> AIM OF THE TASK
Rewrite the lines below as a JSON list of strings with one string per line, leaving out blank lines.

> THE DATA

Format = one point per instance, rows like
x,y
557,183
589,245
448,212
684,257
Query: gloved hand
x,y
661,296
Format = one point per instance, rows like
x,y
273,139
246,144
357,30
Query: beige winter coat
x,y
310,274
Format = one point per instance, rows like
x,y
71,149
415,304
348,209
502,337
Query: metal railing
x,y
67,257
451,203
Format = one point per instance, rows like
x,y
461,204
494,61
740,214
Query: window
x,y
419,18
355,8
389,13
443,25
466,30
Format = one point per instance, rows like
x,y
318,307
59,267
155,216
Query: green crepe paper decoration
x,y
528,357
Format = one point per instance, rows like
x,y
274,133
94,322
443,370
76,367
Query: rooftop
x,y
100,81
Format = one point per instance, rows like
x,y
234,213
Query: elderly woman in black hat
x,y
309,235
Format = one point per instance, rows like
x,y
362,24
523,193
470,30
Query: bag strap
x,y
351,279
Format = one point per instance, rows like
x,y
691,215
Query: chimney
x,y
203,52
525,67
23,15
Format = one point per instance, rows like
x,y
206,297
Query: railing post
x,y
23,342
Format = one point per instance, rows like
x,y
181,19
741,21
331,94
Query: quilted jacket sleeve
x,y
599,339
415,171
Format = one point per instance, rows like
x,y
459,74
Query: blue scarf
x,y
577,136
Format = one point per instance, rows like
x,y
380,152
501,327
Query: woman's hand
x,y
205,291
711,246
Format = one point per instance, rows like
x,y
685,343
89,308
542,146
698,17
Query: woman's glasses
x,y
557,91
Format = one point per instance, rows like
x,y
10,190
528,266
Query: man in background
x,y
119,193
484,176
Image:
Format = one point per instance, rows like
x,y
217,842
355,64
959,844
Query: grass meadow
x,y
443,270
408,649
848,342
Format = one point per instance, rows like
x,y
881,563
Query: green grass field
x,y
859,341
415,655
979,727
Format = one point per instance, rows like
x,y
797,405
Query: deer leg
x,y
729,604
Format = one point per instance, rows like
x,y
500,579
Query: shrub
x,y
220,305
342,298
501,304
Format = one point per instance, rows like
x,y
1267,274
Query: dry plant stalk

> THE SOLUTION
[
  "Format = one point per instance, rows like",
  "x,y",
  "557,183",
  "589,245",
  "448,212",
  "684,257",
  "Query: gloved hand",
  "x,y",
  "661,296",
  "Format = one point per instance, rows like",
  "x,y",
  "273,139",
  "246,144",
  "357,30",
  "Query: beige winter coat",
  "x,y",
  "310,274",
  "Format = one point per instance, rows like",
  "x,y",
  "71,149",
  "415,304",
  "348,209",
  "502,337",
  "Query: metal railing",
  "x,y",
  "67,257",
  "451,203",
  "Format = one point per instance, rows like",
  "x,y",
  "461,204",
  "494,61",
  "740,214",
  "Query: window",
  "x,y",
  "419,18",
  "355,8",
  "389,13",
  "443,25",
  "466,30",
  "Format = one point per instance, rows like",
  "x,y",
  "318,307",
  "59,267",
  "155,216",
  "Query: green crepe paper decoration",
  "x,y",
  "528,357",
  "Format = one point per instance, rows like",
  "x,y",
  "274,133",
  "94,322",
  "443,370",
  "76,367",
  "Query: rooftop",
  "x,y",
  "100,81",
  "Format = one point per instance, rows like",
  "x,y",
  "234,213",
  "Query: elderly woman in black hat",
  "x,y",
  "309,235",
  "Format = one point per instance, rows like",
  "x,y",
  "362,24",
  "523,193",
  "470,30",
  "Query: bag strap",
  "x,y",
  "351,279",
  "Format = one point per instance, rows like",
  "x,y",
  "691,215",
  "Query: chimney",
  "x,y",
  "203,52",
  "525,67",
  "23,15",
  "Format = one point per instance, rows like",
  "x,y",
  "206,297",
  "Query: railing post",
  "x,y",
  "23,342",
  "Format = one point per instance, rows like",
  "x,y",
  "181,19",
  "741,21",
  "331,94",
  "Query: quilted jacket sleeve",
  "x,y",
  "599,339",
  "415,171",
  "Format = one point per instance, rows like",
  "x,y",
  "459,74",
  "Query: blue scarf",
  "x,y",
  "577,136",
  "Format = one point per instance, rows like",
  "x,y",
  "380,152",
  "501,327",
  "Query: woman's hand",
  "x,y",
  "205,291",
  "711,246",
  "Format = one point per instance, rows like",
  "x,y",
  "685,343",
  "89,308",
  "542,146",
  "698,17",
  "Query: woman's glasses",
  "x,y",
  "557,91",
  "Format = one point per instance, rows like",
  "x,y",
  "10,190",
  "528,266",
  "Query: man in background",
  "x,y",
  "119,193",
  "484,176",
  "Image:",
  "Format = one point per instance, rows like",
  "x,y",
  "217,842",
  "355,64",
  "959,844",
  "Query: grass meadow",
  "x,y",
  "443,270",
  "408,649",
  "848,342",
  "Format = one point per instance, rows like",
  "x,y",
  "881,563",
  "Query: green grass field",
  "x,y",
  "859,341",
  "415,655",
  "979,727",
  "Format = one point per instance, rows like",
  "x,y",
  "797,405",
  "Query: deer leg",
  "x,y",
  "729,604",
  "Format = one point per instance, rows like",
  "x,y",
  "500,579",
  "Query: shrub",
  "x,y",
  "220,305",
  "342,298",
  "501,304",
  "Format = one point per instance, rows like",
  "x,y",
  "1267,274",
  "Query: dry plant stalk"
]